Data section section start
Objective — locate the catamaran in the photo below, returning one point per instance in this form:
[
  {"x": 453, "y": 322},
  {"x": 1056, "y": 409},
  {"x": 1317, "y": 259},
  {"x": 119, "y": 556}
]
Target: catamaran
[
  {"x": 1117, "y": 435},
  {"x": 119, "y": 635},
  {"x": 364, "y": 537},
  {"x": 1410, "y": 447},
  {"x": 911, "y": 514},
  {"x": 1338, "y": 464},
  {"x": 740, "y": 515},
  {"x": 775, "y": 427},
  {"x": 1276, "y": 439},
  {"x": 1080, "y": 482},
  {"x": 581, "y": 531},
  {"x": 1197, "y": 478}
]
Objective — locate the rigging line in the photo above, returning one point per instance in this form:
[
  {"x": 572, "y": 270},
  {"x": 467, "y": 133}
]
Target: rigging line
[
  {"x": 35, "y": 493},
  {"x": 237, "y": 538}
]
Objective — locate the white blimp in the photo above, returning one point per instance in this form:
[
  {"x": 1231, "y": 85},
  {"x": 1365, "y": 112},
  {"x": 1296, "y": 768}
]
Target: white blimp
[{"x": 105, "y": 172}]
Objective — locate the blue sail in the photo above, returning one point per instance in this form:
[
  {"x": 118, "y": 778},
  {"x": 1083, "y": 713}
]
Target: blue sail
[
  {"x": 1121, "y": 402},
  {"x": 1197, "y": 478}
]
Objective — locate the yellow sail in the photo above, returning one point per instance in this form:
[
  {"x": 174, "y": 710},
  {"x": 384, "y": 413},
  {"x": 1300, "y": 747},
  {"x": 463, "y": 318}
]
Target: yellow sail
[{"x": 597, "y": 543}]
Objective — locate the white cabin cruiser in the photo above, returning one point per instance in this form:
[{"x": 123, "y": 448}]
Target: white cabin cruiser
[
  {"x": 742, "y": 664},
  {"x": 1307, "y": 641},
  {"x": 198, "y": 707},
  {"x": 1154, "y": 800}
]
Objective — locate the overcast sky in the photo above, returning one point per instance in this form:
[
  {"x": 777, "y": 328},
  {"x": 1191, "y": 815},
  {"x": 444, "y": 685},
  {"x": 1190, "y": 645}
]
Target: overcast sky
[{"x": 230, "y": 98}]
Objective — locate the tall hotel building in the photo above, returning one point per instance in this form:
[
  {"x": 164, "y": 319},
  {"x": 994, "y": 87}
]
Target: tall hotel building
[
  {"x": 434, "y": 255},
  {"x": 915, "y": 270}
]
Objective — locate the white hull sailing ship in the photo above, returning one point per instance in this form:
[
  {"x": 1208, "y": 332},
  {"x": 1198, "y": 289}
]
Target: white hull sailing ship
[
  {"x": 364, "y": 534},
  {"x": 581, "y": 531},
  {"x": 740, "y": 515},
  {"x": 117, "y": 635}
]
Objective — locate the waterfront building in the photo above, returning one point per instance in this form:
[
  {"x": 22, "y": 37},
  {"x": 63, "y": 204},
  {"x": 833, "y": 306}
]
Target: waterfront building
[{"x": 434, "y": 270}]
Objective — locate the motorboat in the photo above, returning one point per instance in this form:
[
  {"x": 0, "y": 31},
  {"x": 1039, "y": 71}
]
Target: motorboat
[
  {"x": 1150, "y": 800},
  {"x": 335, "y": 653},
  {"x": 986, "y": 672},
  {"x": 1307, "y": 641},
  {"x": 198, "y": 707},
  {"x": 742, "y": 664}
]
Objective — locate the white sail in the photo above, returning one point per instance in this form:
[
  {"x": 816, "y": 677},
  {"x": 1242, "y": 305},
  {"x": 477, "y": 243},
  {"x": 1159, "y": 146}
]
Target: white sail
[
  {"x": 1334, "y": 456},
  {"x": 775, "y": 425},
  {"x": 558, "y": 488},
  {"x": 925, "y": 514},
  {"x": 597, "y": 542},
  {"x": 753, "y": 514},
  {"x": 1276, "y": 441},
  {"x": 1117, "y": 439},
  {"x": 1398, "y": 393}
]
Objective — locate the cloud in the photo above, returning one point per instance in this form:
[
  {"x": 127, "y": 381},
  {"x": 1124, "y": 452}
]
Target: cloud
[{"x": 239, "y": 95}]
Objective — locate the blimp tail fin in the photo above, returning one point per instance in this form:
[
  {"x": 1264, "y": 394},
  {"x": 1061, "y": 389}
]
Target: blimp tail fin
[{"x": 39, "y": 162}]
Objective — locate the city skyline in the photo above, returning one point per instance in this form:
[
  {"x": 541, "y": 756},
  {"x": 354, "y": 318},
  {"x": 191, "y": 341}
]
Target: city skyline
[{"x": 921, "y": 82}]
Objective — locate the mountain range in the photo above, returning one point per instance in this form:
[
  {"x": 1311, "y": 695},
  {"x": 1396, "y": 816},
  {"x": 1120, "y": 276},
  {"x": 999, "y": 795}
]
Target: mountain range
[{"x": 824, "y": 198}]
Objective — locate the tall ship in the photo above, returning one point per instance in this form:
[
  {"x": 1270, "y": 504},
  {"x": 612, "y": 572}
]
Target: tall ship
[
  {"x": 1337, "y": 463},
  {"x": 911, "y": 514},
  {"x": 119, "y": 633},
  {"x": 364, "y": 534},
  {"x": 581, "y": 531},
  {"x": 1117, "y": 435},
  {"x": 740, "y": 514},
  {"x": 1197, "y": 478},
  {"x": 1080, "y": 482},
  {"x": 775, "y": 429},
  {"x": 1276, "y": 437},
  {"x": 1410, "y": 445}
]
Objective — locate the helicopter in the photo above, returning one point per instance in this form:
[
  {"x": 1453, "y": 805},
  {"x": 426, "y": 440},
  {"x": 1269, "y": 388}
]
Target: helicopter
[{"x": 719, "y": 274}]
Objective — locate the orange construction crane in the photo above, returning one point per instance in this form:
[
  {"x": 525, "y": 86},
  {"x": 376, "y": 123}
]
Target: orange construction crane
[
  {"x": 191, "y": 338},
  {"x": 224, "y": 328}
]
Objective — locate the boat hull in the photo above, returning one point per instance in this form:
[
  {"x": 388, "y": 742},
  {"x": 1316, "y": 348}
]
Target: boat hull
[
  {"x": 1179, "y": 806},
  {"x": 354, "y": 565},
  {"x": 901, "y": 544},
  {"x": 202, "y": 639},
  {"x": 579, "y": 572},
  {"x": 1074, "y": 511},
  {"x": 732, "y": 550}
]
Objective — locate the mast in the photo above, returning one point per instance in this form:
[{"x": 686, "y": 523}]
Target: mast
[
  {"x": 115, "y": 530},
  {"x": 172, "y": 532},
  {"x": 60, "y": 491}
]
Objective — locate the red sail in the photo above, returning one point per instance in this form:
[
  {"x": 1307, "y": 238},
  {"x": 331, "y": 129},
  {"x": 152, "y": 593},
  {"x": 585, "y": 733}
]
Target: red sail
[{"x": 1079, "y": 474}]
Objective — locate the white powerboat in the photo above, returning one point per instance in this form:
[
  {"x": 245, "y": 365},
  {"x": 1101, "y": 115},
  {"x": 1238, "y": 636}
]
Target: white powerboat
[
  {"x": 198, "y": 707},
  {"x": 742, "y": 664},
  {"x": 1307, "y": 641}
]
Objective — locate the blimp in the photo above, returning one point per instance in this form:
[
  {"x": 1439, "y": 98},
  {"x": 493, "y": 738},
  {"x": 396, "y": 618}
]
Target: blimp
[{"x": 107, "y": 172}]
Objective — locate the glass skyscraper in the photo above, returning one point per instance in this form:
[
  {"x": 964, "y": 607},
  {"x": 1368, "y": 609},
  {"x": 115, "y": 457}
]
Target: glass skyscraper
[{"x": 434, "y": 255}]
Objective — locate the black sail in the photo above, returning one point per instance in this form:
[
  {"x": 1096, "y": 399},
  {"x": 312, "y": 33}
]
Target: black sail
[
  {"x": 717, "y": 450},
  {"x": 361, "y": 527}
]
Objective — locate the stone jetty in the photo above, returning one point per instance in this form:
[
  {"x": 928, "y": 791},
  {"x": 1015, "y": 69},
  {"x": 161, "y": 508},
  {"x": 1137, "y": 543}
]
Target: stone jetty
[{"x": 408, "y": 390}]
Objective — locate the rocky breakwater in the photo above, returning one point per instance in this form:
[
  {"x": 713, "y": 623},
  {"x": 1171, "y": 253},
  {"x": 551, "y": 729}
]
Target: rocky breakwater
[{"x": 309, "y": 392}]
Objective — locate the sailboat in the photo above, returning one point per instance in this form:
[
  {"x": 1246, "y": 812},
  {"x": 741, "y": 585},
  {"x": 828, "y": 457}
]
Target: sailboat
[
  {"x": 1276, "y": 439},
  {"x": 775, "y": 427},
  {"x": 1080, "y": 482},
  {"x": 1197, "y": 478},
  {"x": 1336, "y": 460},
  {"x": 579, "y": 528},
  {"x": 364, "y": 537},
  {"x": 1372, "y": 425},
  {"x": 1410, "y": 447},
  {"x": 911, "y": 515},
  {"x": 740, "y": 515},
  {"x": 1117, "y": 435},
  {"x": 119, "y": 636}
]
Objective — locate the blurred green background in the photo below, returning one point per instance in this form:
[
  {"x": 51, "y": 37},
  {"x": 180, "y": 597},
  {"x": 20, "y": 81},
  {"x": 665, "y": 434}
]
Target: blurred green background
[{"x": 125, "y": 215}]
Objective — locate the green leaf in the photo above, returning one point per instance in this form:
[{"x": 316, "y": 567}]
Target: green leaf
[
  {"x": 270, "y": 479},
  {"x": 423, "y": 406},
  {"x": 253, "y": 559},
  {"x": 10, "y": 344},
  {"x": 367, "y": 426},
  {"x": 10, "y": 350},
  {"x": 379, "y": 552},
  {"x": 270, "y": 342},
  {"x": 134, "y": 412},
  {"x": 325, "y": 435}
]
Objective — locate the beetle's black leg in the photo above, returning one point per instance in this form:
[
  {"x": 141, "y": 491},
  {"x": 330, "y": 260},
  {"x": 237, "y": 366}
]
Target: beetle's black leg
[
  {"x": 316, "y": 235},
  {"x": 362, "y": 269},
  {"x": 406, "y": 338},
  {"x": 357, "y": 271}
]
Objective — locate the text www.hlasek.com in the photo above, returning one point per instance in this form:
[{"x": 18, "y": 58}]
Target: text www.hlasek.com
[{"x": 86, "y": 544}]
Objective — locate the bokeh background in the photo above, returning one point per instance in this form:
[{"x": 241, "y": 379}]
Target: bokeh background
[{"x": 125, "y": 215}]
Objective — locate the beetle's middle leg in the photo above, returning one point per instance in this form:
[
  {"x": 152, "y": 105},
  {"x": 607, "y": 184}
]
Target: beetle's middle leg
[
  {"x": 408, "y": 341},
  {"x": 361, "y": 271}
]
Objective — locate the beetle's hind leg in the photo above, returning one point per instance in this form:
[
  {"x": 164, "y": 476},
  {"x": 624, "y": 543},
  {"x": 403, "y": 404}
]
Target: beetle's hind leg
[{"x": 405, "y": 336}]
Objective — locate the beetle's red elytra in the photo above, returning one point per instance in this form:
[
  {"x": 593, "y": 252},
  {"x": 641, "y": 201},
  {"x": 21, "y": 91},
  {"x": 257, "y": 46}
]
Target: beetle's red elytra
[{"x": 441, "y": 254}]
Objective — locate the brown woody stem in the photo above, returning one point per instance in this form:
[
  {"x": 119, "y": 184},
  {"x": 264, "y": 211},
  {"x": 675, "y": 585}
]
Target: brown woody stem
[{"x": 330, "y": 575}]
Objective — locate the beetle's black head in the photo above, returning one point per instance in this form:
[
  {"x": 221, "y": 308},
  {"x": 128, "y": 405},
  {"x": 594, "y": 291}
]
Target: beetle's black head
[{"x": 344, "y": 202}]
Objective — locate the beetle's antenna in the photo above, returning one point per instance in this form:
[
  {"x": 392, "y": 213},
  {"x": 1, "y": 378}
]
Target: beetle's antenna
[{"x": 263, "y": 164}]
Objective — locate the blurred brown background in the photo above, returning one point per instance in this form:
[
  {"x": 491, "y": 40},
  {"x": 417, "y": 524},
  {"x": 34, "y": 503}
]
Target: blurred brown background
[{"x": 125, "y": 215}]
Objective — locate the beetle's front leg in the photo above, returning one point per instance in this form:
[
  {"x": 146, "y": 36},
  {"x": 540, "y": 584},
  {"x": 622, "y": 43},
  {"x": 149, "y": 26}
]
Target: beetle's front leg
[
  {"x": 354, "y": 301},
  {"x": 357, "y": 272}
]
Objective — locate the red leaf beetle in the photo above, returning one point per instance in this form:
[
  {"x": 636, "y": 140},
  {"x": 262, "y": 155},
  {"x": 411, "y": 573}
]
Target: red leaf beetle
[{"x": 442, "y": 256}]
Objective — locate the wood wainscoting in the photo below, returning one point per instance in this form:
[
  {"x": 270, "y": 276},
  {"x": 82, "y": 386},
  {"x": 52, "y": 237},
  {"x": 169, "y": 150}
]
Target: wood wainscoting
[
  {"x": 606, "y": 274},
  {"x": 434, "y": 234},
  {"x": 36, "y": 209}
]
Data section section end
**About this task**
Whenever the word "below" shows up in a line of the entries above, copy that line.

**Solution**
Objective — locate the catamaran in the photo below, returning one point per instance in this form:
Objective — locate the blurred green background in the photo below, returning one point per instance in this form:
Objective — locate the wood wainscoting in the photo below, returning one point per instance in this form:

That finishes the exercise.